任务集 =>
1. 请根据这篇关于用 Rust 解 Advent of Code 2020 第8天的译文回答下列问题:
(a) 原文作者是谁?
(b) 枚举 InstructionKind 定义了哪三个变体?
(c) 编写解析器时,作者说这次甚至不需要使用什么?
2. 请在记录中找出所有含有字符串“with”的行并逐行抄出,大小写须一致。

文本块 =>
__________________________________________________

- Advent of Code 2020 Day8 译文(用 Rust 实现 Advent of Code 2020 第8天)
- 原文链接:https://fasterthanli.me/series/advent-of-code-2020/part-8
- 原文作者:Amos
- 译文来自:https://github.com/suhanyujie/article-transfer-rs/
- 译者:suhanyujie
- ps:水平有限,如有不当之处,欢迎指正
- 标签:Rust,advent of code, algo
又一个 Advent of Code 2020 问题时间。
这题听起来会很有趣,我们的输入有点像汇编指令,类似于这样:
nop +0
acc +1
jmp +4
acc +3
jmp -3
acc -99
acc +1
jmp -4
acc +6
我们先定义类型。
方法可能不止一种,但是我们看看这种:
#[derive(Debug, Clone, Copy)]
enum InstructionKind {
Nop,
Acc,
Jmp,
}
#[derive(Debug, Clone, Copy)]
struct Instruction {
kind: InstructionKind,
operand: isize,
}
type Program = Vec<Instruction>;那么让我们编写一个非常快速的解析器 —— 这次我们甚至不需要使用 peg。
fn parse_program(input: &str) -> Program {
input
.lines()
.map(|l| {
let mut tokens = l.split(' ');
Instruction {
kind: match tokens.next() {
Some(tok) => match tok {
"nop" => InstructionKind::Nop,
"acc" => InstructionKind::Acc,
"jmp" => InstructionKind::Jmp,
_ => panic!("unknown instruction kind {}", tok),
},
None => panic!("for line {}, expected instruction kind", l),
},
operand: match tokens.next() {
Some(tok) => tok.parse().unwrap(),
None => panic!("for line {}, expected operand", l),
},
}
})

__________________________________________________

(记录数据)
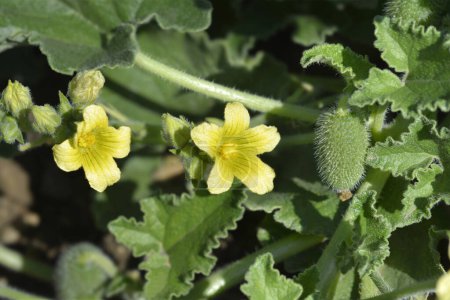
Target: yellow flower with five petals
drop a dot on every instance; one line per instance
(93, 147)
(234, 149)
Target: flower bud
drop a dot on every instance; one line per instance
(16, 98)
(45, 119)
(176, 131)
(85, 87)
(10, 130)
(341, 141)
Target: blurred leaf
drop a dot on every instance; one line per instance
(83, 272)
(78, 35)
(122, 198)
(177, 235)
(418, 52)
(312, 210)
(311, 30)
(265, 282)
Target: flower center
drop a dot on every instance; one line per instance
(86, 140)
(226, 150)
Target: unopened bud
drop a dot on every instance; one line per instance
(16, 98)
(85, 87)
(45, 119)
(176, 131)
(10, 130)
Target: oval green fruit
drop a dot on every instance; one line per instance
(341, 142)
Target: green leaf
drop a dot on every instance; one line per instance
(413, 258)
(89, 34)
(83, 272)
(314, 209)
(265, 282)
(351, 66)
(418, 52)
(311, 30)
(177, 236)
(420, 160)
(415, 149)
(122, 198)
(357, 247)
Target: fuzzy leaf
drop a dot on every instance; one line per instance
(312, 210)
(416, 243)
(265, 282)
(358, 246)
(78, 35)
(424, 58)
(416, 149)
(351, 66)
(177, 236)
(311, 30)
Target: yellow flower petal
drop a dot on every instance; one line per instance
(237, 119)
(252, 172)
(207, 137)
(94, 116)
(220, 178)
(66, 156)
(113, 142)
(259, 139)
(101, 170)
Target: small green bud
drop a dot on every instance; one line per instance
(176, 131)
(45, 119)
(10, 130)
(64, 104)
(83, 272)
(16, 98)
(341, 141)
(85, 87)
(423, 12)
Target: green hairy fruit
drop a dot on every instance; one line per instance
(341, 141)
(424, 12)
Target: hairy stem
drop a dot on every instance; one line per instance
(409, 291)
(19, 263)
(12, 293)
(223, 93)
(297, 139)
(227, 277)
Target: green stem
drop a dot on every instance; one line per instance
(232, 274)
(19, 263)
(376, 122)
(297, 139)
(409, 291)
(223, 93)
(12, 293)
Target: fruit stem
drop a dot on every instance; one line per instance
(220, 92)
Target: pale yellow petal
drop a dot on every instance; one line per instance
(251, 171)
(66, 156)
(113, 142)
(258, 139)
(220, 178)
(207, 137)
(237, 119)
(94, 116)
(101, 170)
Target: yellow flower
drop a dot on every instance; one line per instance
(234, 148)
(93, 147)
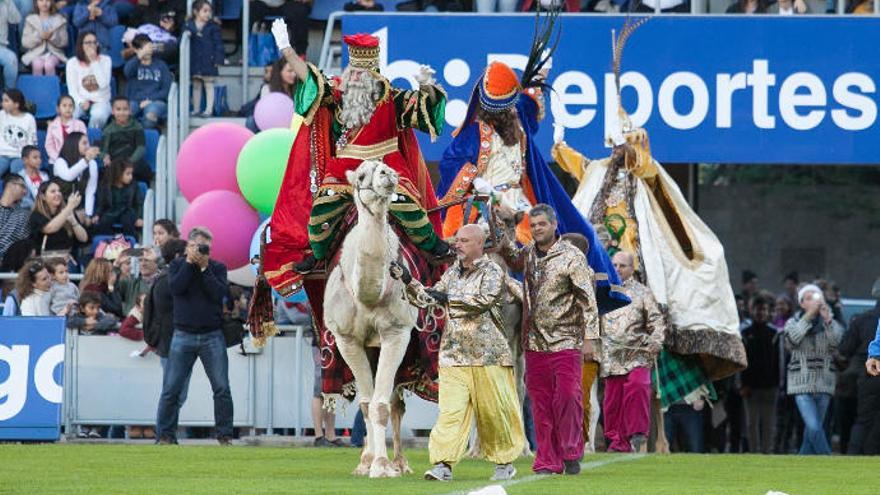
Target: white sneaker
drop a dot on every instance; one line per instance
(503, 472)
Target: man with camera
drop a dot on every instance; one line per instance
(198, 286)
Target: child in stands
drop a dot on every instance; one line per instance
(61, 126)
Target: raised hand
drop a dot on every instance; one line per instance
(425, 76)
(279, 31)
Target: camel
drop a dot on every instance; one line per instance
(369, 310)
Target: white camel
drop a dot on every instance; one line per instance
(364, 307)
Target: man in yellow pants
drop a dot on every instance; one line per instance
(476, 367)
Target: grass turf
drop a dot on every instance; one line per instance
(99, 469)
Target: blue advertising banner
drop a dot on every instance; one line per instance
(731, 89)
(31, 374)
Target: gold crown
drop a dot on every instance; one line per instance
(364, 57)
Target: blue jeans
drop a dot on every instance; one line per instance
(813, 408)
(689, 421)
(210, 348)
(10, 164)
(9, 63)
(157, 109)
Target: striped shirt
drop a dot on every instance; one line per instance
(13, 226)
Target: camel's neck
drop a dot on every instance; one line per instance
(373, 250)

__________________________________________________

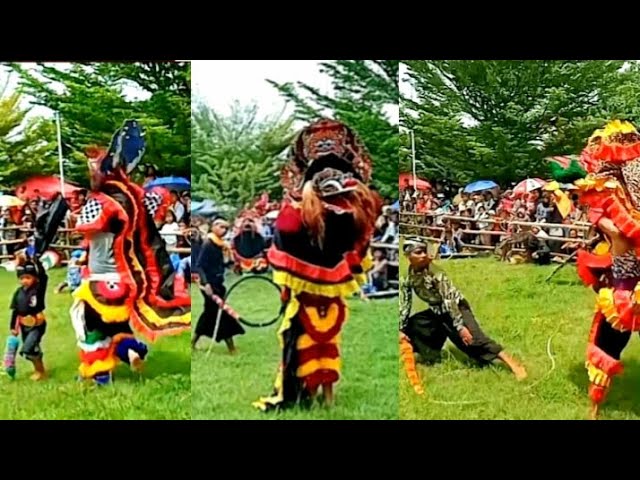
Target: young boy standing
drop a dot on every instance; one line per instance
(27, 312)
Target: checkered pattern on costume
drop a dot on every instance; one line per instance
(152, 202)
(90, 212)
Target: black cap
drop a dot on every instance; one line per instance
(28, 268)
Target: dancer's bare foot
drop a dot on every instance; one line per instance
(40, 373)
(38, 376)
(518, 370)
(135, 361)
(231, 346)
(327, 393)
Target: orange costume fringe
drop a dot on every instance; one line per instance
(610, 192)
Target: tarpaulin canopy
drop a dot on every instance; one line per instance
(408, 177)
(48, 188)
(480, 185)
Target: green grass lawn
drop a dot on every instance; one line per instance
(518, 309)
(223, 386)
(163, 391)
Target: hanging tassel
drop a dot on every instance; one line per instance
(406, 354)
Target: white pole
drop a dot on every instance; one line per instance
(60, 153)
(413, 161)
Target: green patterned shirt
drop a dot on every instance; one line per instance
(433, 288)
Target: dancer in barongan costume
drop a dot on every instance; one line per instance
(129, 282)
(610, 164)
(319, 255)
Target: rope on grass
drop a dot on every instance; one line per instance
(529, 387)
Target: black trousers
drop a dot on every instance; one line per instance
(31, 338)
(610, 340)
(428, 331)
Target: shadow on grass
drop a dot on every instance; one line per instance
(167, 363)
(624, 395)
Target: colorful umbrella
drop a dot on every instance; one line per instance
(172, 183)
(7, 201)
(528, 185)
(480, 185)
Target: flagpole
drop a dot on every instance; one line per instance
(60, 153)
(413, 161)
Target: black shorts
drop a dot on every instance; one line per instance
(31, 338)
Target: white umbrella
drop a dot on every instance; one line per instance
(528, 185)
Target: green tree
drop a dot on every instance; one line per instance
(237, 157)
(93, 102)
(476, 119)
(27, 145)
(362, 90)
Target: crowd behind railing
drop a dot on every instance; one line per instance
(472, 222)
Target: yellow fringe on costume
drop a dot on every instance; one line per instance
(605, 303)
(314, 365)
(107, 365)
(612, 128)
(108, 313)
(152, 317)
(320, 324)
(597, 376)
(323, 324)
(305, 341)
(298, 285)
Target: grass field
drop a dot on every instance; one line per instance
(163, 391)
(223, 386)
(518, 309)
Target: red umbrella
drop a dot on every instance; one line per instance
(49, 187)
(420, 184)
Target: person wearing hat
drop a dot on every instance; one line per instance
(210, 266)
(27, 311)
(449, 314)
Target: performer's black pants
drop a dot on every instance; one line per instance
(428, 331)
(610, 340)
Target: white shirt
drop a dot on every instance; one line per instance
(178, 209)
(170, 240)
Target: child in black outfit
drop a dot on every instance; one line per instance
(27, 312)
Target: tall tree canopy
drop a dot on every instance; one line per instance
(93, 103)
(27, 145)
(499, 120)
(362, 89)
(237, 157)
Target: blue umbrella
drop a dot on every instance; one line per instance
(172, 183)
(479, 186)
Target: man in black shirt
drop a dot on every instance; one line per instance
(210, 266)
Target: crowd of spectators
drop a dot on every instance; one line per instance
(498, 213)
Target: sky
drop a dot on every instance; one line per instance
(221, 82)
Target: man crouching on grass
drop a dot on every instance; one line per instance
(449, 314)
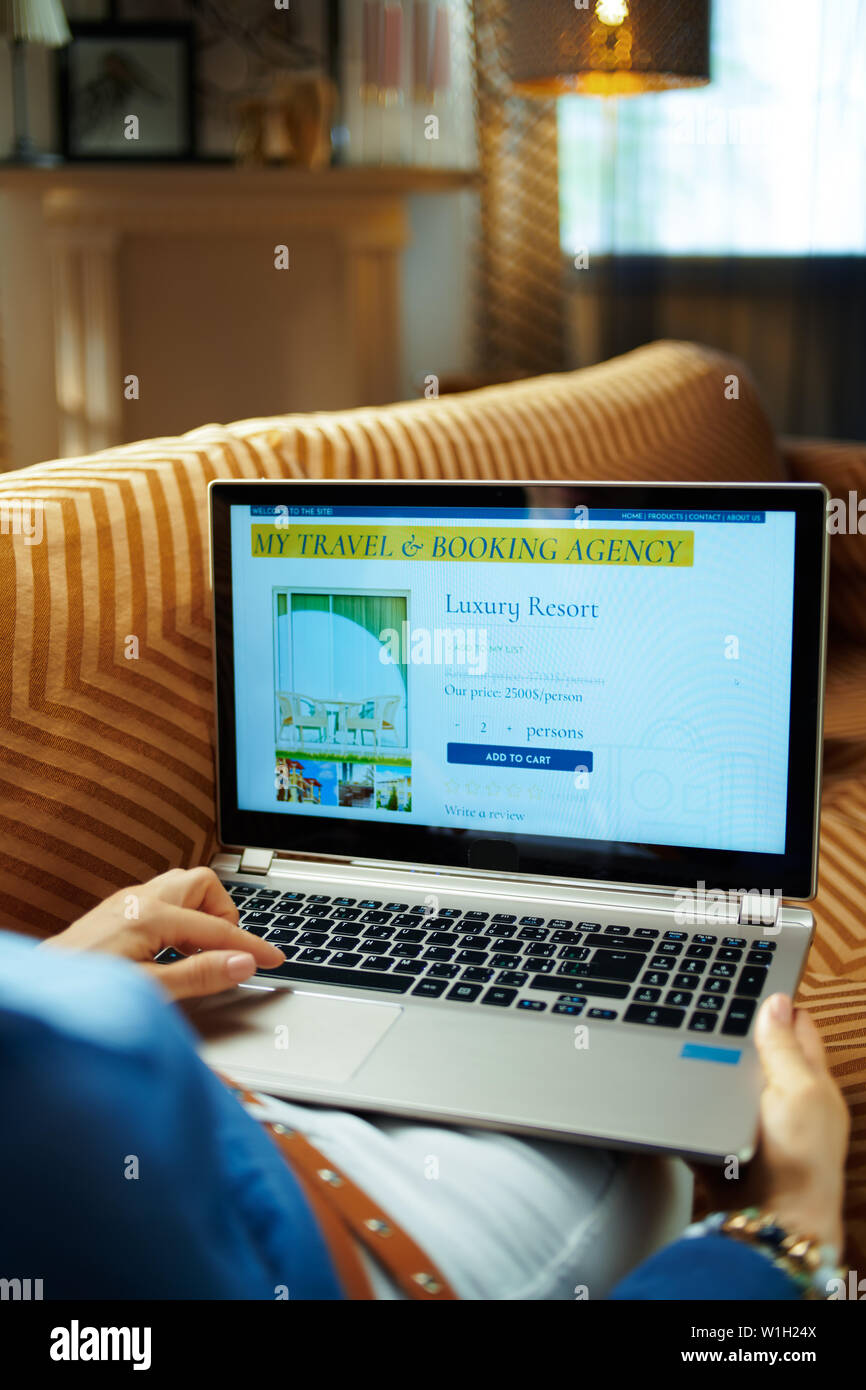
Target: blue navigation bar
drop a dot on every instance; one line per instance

__________________________________________________

任务结果 =>
1.
(a) Amos
(b) Nop、Acc、Jmp
(c) peg

2.
Target: yellow flower with five petals
Target: man with camera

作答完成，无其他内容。